* _Supplied records_
- - -

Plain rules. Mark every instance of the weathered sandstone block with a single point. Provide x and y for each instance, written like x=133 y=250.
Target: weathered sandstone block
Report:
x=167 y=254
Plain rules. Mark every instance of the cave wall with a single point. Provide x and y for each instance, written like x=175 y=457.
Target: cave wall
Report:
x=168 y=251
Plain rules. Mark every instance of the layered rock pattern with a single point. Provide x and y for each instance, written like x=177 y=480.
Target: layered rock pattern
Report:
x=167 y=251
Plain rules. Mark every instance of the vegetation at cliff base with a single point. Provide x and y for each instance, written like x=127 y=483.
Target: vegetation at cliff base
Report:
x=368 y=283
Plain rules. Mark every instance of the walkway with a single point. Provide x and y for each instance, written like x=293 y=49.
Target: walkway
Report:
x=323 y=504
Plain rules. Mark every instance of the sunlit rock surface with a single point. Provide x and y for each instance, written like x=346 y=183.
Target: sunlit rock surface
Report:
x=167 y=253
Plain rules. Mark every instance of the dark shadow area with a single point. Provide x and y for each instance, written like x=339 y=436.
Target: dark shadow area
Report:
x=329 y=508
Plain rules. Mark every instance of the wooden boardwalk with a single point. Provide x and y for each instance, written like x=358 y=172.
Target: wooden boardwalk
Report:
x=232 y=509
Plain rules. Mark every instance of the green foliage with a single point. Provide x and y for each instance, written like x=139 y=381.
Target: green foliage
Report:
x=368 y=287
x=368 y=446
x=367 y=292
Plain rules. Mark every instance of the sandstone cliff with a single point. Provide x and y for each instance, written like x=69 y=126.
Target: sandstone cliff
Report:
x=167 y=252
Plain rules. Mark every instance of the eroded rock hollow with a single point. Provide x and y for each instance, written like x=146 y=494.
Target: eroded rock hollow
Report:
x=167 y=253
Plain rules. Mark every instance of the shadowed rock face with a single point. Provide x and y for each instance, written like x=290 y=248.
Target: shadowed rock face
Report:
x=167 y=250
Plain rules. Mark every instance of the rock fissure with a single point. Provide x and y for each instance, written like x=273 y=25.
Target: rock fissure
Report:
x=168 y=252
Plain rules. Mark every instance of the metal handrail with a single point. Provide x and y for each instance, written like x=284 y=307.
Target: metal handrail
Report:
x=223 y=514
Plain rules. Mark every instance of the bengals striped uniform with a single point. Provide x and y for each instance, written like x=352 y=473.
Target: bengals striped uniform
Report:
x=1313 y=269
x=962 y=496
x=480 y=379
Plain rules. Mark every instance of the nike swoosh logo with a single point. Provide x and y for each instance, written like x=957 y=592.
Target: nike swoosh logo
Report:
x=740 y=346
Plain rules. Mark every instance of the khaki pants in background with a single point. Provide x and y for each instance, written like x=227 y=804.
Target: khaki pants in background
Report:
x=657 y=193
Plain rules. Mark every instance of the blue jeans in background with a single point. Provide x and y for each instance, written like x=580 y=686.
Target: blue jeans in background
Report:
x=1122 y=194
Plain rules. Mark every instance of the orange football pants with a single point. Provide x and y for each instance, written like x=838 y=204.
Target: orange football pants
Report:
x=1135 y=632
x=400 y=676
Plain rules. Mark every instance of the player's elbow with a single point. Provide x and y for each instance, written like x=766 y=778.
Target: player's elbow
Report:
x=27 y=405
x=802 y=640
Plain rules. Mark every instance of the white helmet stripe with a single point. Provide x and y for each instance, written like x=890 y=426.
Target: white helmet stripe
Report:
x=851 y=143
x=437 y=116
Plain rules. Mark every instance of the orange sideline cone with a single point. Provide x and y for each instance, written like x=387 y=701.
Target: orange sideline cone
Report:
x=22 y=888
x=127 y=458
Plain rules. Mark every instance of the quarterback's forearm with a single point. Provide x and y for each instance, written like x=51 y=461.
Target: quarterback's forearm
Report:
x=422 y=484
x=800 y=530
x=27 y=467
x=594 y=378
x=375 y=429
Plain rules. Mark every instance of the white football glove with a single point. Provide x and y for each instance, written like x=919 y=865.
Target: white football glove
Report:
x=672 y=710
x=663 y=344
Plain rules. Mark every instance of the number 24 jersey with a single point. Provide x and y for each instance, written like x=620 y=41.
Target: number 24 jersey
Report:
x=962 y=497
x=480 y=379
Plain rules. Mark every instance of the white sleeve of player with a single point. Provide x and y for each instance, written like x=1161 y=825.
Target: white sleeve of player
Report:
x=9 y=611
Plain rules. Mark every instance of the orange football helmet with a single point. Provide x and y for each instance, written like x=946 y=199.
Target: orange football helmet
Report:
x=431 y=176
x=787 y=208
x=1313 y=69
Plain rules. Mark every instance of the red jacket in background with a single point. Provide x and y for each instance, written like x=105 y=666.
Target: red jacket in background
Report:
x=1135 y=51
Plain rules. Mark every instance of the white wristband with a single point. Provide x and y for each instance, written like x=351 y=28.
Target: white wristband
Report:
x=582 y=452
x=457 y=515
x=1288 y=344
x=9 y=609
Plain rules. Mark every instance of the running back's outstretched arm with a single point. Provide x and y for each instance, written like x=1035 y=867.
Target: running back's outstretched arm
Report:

- - -

* _Problem details_
Each line from the one that contains "Plain rules. Mark every instance of the quarterback's" through the last line of the listing above should be written out exactly, and no other line.

* _Problem solution_
Plain rules. Mark every instance of the quarterback's forearm with a single point. Provide x and y for each instance, written like x=51 y=461.
Target: quarterback's forearm
Report:
x=422 y=484
x=800 y=530
x=27 y=467
x=594 y=378
x=375 y=429
Plain rules. Mark every instance of the white football glove with a single point. Provide x and y for each instance, written like x=919 y=865.
Target: white football glove
Report:
x=672 y=710
x=663 y=344
Plain rules. Mark every instance of the number 24 jersey with a single point. Provide x and y for each instance, written like x=620 y=41.
Target: number 24 jersey
Report:
x=962 y=497
x=480 y=379
Plain rules. Mark every instance of the white sleeve of player with a single point. Provide x and y for each instance, written like x=1161 y=825.
Target: white sleeve of player
Report:
x=9 y=611
Plain rules. Mark every instance of the orange football helmet with a single point. Provide x and y for each instance, written like x=946 y=199.
Target: orange football helmet
Report:
x=431 y=176
x=787 y=208
x=1313 y=69
Plain rules. Mark every instance of the red jacket in background with a single point. Provide x and y for each instance, written like x=105 y=666.
Target: red jacket in background
Report:
x=1135 y=51
Plain rules. Mark every instance of the white wristband with a single point. Provide x and y for each instance, written like x=351 y=28.
Target: white wristband
Report:
x=582 y=452
x=457 y=515
x=1288 y=344
x=9 y=609
Plain rules. Mark every instance of the running back's outstretched arm with a single point. Provide x and y for each instance, written like x=1035 y=867.
Target: running back's outstretched arm
Report:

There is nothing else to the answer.